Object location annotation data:

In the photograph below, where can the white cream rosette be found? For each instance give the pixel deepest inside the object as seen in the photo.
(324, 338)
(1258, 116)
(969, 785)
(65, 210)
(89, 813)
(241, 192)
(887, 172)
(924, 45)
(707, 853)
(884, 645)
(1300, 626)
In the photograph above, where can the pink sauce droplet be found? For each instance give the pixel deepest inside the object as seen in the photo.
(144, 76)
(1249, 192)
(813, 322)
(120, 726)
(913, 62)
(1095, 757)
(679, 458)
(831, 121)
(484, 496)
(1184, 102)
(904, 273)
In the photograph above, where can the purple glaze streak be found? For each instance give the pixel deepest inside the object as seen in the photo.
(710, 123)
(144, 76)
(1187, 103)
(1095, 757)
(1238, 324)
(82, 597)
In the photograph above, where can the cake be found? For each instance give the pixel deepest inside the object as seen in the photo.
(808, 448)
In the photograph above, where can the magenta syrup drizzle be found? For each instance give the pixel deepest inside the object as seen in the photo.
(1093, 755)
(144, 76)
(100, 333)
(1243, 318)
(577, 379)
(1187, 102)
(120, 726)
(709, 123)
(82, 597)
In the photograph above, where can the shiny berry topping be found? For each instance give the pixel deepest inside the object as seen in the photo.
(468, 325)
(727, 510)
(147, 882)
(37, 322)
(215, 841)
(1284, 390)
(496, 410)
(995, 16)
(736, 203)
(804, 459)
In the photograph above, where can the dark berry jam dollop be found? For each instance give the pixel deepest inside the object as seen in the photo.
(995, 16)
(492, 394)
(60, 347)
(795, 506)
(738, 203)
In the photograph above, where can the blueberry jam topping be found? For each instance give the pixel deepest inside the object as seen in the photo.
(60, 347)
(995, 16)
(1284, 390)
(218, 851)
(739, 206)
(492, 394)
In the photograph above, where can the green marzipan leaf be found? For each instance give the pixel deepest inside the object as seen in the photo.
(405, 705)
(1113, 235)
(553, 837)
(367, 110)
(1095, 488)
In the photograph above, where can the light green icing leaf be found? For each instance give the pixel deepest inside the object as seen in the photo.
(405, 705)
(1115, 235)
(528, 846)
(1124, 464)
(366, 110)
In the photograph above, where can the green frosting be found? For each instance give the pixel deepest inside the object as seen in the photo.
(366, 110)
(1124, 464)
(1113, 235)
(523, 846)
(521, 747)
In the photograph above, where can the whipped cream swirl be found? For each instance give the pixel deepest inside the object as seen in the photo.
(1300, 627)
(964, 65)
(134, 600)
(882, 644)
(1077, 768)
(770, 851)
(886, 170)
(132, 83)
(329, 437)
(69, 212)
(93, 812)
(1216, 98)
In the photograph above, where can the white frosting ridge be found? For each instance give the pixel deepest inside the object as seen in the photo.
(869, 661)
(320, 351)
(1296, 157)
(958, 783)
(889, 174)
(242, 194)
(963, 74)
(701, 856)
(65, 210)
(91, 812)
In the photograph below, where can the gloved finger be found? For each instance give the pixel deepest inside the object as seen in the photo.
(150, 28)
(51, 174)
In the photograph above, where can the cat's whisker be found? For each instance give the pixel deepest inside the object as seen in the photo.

The exercise: Copy out each of the entries above character for character, omitting none.

Result of this exercise:
In the photograph below, where can the white cream rosette be found? For each instance give the pixel deepest inside the object as seen in the photo.
(324, 338)
(1258, 116)
(969, 785)
(65, 210)
(89, 813)
(241, 192)
(887, 172)
(924, 45)
(707, 853)
(884, 645)
(1300, 626)
In the photograph above, where can the pink sauce droplet be found? For each instance give the pixel deepest inside the object as seen in the photo.
(144, 76)
(1249, 192)
(813, 322)
(120, 726)
(913, 62)
(1095, 757)
(679, 458)
(831, 121)
(484, 496)
(1184, 102)
(904, 273)
In the photograph above, where can the purple glaze streak be found? For each instance give the pixel deepest inside the object as seen in the photo.
(710, 123)
(144, 76)
(1187, 103)
(1095, 757)
(1238, 324)
(82, 597)
In the photograph above, where can the cake be found? For each instance give the pixel deepest inside the object as seen in the photo.
(808, 448)
In the photograph above, where can the magenta syrup drizzle be found? For each instance give the pixel deepest inside the object as seen in the photo.
(1093, 755)
(144, 76)
(100, 333)
(1243, 318)
(577, 379)
(1187, 102)
(120, 726)
(709, 123)
(82, 597)
In the photograph above, where can the shiny berry topping be found? For each instance give the pixel deepest inside the object as seen in the photo.
(468, 325)
(727, 510)
(147, 882)
(37, 322)
(215, 841)
(1284, 390)
(496, 410)
(995, 16)
(736, 203)
(804, 459)
In the photograph above, where can the dark berry jam dollop be found? For each instance give the pixel deepest inside the object as seen in the photo.
(995, 16)
(492, 394)
(60, 347)
(795, 506)
(738, 203)
In the photograph above, where can the blueberry jam topping be found? For each instance give the pixel deepest inside the object as seen in the photo.
(60, 347)
(995, 16)
(1284, 390)
(218, 851)
(739, 206)
(492, 394)
In the photograph above, where can the green marzipan leaf be found? For each instance give the pixel deepest inside the object as seen in the photo.
(405, 705)
(1113, 235)
(553, 837)
(367, 110)
(1095, 488)
In the photograph above, where can the light green icing leaf be found? For each instance give the pixel deepest inside the object as seen in the photo.
(405, 705)
(1115, 235)
(528, 846)
(1124, 464)
(366, 110)
In the photograph above, where can the green frosting be found? For each instance give the pixel deepest inside the object as seen in the photo.
(366, 110)
(1124, 464)
(1113, 235)
(523, 846)
(521, 747)
In the photograph above, where can the whipped cream swirl be found? For each instance give the pixel deepest inside the object as seen in the photo.
(1300, 627)
(964, 65)
(134, 600)
(882, 644)
(1077, 768)
(770, 851)
(886, 170)
(132, 83)
(329, 437)
(69, 212)
(93, 812)
(1216, 98)
In the photograph above, where can the white frosting ridge be found? For each instance give the pixel deepest inside the object as seen in the photo.
(869, 661)
(320, 351)
(1296, 157)
(958, 783)
(889, 174)
(242, 194)
(963, 74)
(701, 856)
(65, 210)
(91, 812)
In the photograph below, where can the gloved finger be found? For each instance give the pixel deepest inside the object as seen in the photo.
(150, 28)
(51, 174)
In the photograph above, where can the cat's whisker be found? For each instance give the pixel deepest inside the object as seen in the photo.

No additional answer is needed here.